> [EXERCISE INPUT]:

____________

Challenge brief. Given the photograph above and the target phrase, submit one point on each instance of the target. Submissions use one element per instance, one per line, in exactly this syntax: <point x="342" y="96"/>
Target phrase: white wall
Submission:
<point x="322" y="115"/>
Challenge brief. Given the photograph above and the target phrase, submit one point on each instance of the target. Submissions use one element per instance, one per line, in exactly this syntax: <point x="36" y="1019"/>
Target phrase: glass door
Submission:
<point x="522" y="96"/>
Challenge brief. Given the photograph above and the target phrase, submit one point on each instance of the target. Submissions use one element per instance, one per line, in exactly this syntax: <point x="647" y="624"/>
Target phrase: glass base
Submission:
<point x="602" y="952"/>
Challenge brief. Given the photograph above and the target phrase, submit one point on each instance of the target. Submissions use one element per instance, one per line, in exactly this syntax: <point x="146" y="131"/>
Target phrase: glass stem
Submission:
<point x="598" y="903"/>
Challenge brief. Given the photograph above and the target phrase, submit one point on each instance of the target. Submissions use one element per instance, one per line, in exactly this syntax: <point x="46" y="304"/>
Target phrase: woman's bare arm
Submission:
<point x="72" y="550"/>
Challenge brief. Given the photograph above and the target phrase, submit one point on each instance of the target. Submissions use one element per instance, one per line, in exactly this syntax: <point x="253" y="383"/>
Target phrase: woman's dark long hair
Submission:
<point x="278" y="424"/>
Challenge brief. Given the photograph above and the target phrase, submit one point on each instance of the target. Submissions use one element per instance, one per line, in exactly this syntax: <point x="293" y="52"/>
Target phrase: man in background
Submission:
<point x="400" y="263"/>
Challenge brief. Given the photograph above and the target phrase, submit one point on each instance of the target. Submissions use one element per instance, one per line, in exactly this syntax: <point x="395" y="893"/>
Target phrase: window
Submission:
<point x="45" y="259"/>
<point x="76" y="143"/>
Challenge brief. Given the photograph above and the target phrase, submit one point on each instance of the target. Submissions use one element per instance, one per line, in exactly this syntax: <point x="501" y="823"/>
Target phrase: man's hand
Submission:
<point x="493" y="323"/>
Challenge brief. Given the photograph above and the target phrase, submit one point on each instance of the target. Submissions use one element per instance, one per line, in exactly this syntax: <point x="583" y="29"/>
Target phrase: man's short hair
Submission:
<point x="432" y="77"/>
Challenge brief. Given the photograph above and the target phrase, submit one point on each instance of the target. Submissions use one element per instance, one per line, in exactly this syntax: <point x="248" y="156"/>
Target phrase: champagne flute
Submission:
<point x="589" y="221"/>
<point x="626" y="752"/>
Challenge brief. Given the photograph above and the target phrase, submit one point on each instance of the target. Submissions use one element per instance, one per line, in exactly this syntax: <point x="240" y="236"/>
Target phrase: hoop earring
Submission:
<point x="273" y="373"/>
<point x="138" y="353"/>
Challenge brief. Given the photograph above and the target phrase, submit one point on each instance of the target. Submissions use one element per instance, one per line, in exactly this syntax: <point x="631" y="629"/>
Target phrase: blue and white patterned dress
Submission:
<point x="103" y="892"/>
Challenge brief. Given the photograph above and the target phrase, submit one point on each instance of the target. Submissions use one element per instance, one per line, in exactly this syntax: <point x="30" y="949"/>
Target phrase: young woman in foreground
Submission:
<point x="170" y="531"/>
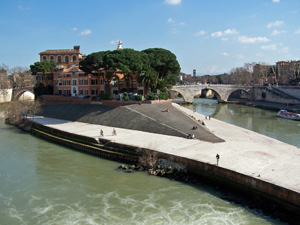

____________

> [DIRECTIVE]: List each line of the rows above that contains the word "white". Case matters.

> [SOLUTION TO THE EXERCISE]:
Target phrase: white wall
Target phrase: blue and white patterned dress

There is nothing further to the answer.